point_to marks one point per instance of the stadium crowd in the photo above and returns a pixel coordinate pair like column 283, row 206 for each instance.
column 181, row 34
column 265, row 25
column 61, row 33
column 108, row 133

◇ ◇ ◇ ◇ ◇ ◇ ◇

▶ Assigned task
Would you write the records out again, word for word?

▶ Response to this task
point_to marks one point per instance of the stadium crowd in the photo above and returns a pixel coordinate pair like column 283, row 206 for each instance.
column 181, row 34
column 265, row 25
column 61, row 33
column 108, row 133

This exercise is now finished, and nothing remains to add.